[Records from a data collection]
Content starts

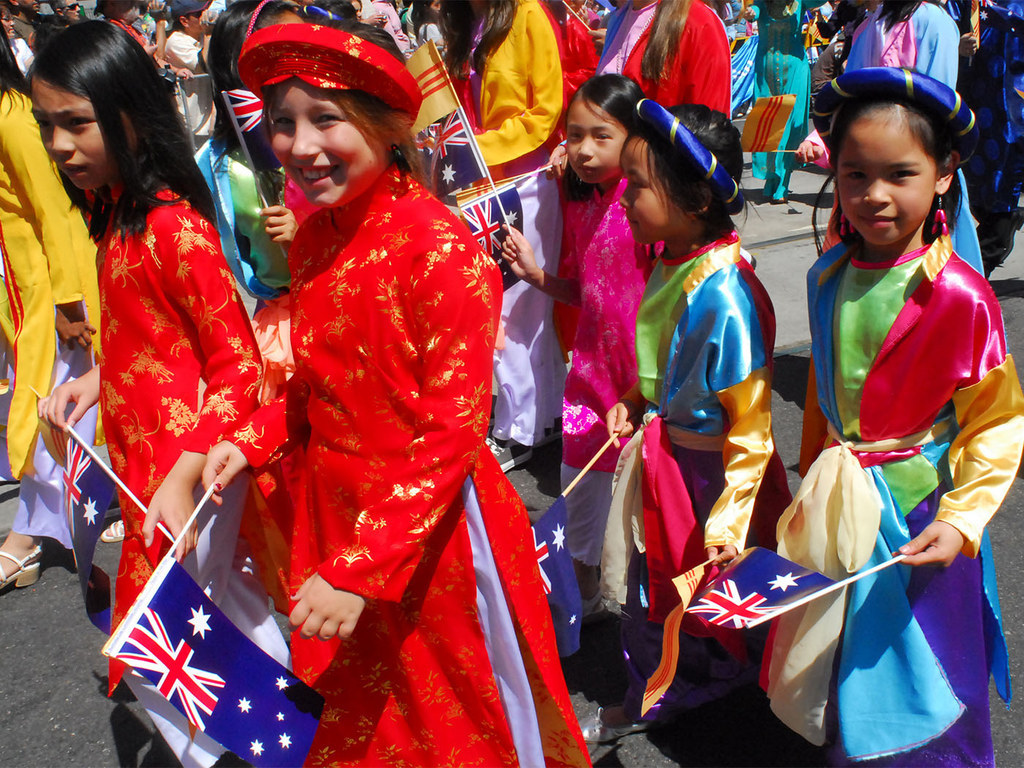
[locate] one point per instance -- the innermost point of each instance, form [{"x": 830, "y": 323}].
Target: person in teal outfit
[{"x": 780, "y": 68}]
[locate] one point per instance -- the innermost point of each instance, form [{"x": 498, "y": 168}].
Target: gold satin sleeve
[
  {"x": 986, "y": 454},
  {"x": 749, "y": 445},
  {"x": 521, "y": 88}
]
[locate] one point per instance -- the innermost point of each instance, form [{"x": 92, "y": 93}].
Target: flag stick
[
  {"x": 190, "y": 520},
  {"x": 825, "y": 591},
  {"x": 590, "y": 464},
  {"x": 107, "y": 470},
  {"x": 240, "y": 134}
]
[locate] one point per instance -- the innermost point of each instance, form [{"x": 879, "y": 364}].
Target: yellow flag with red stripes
[
  {"x": 766, "y": 123},
  {"x": 438, "y": 94},
  {"x": 686, "y": 585}
]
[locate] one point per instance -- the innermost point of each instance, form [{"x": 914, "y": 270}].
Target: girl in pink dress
[{"x": 603, "y": 272}]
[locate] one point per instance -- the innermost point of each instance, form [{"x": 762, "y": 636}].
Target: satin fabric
[
  {"x": 700, "y": 71},
  {"x": 969, "y": 406},
  {"x": 48, "y": 260},
  {"x": 393, "y": 314},
  {"x": 258, "y": 264},
  {"x": 700, "y": 469}
]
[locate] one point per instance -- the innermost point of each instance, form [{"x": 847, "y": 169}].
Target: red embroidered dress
[
  {"x": 179, "y": 367},
  {"x": 394, "y": 310}
]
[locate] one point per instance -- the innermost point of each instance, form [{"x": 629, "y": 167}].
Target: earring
[
  {"x": 939, "y": 224},
  {"x": 398, "y": 158}
]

Content ends

What this task involves | Without the pictures, copy all of the entries exactly as they appear.

Answer space |
[locate] one point per instance -- the innermost point of each instance, form [{"x": 830, "y": 323}].
Target: person in teal outfit
[{"x": 780, "y": 68}]
[locate] one point per instance -- the innermost point of each instance, form [{"x": 498, "y": 168}].
Target: gold satin sleeve
[
  {"x": 986, "y": 454},
  {"x": 749, "y": 445},
  {"x": 521, "y": 88}
]
[locate] one point per instance -- the innermost point of each instance, form [{"x": 92, "y": 93}].
Target: flag stick
[
  {"x": 190, "y": 520},
  {"x": 825, "y": 591},
  {"x": 590, "y": 464},
  {"x": 107, "y": 470},
  {"x": 240, "y": 134}
]
[locate] one point per instance -- the innermost point of each instance, form [{"x": 879, "y": 364}].
Target: yellow flag with red stripes
[
  {"x": 766, "y": 123},
  {"x": 438, "y": 94},
  {"x": 686, "y": 585}
]
[locate] one point per instance -- the innermost point of each instance, form [{"x": 914, "y": 270}].
Target: girl in pink dress
[{"x": 603, "y": 272}]
[locate] one point per instance -- the innermost point of each instance, form [{"x": 762, "y": 636}].
Target: satin fabric
[
  {"x": 700, "y": 71},
  {"x": 969, "y": 406},
  {"x": 48, "y": 260},
  {"x": 393, "y": 314},
  {"x": 258, "y": 264},
  {"x": 700, "y": 469}
]
[locate] one point per instance -- the innermost point of each instance, form [{"x": 847, "y": 169}].
Target: red embroidered dress
[
  {"x": 179, "y": 367},
  {"x": 394, "y": 310}
]
[locate] one point per instance -- the innermost point of each instance, form [{"x": 629, "y": 167}].
Target: earring
[
  {"x": 939, "y": 224},
  {"x": 398, "y": 158}
]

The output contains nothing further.